Your answer must be an exact repetition of every record.
─── Data supplied
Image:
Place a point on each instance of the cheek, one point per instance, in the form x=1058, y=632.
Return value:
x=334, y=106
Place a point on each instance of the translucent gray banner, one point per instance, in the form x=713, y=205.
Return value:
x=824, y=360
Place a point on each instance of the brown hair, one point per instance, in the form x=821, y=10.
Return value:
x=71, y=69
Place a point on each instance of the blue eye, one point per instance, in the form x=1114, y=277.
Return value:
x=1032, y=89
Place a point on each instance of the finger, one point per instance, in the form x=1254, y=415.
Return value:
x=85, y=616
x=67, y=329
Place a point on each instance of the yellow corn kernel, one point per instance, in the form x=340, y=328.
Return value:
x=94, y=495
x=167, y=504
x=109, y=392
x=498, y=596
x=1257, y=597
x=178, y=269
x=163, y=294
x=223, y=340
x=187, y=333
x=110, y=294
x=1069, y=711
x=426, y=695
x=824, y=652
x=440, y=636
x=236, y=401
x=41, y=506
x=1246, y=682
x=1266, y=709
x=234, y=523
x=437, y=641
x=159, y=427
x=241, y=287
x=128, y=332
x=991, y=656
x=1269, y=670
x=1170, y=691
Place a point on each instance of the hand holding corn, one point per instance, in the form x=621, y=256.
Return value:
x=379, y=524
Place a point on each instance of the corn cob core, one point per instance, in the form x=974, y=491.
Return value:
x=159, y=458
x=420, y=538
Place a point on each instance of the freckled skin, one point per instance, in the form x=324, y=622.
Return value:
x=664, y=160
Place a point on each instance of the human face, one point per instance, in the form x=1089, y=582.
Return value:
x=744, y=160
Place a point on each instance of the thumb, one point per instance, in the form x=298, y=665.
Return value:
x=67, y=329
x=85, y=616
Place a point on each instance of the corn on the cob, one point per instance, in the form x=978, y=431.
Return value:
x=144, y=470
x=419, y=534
──────
Problem solution:
Image:
Place a point on each instance of the cheek, one point per instance, in the form x=1058, y=632.
Return value:
x=334, y=106
Place a point on each instance of the translucent gray banner, one point per instance, in the form x=713, y=205.
Return value:
x=824, y=360
Place a point on each instance of the brown hair, one point per instance, in the form x=821, y=10.
Return value:
x=71, y=69
Place a point on each instance of the blue eye, one point per instance, in the form x=1114, y=277.
Return value:
x=1032, y=89
Place a point on each instance of the finger, one point per instance, in the form x=1254, y=415.
Return value:
x=85, y=616
x=67, y=329
Place a point on each instance of the yellow corn kernel, one point per instance, in the form x=340, y=328.
Return value:
x=94, y=495
x=167, y=504
x=109, y=392
x=498, y=596
x=1257, y=597
x=178, y=269
x=163, y=294
x=223, y=340
x=187, y=333
x=110, y=294
x=1069, y=711
x=426, y=695
x=824, y=652
x=440, y=636
x=236, y=401
x=41, y=506
x=1246, y=682
x=1266, y=709
x=234, y=523
x=437, y=641
x=159, y=427
x=241, y=287
x=128, y=332
x=991, y=656
x=1269, y=670
x=1170, y=691
Place a point on each instance of the hand holding corn, one point per instance, in the form x=621, y=256.
Return value:
x=379, y=524
Place a point on each instance of the corn cob core, one point per instance, in the form x=974, y=491.
Return value:
x=159, y=458
x=420, y=538
Place a point on each instance of the freckled skin, one point per instance, in the form x=324, y=622.
Return value:
x=664, y=160
Place a point on each instance of the human face, one point per instance, in the form x=1089, y=582.
Return value:
x=744, y=160
Place a point on each instance of the thumb, one point per instance, in the form x=298, y=665.
Return value:
x=67, y=329
x=85, y=616
Place a point on each instance of the corn on the cob, one point per instance, in the form x=978, y=431.
Return value:
x=144, y=470
x=419, y=534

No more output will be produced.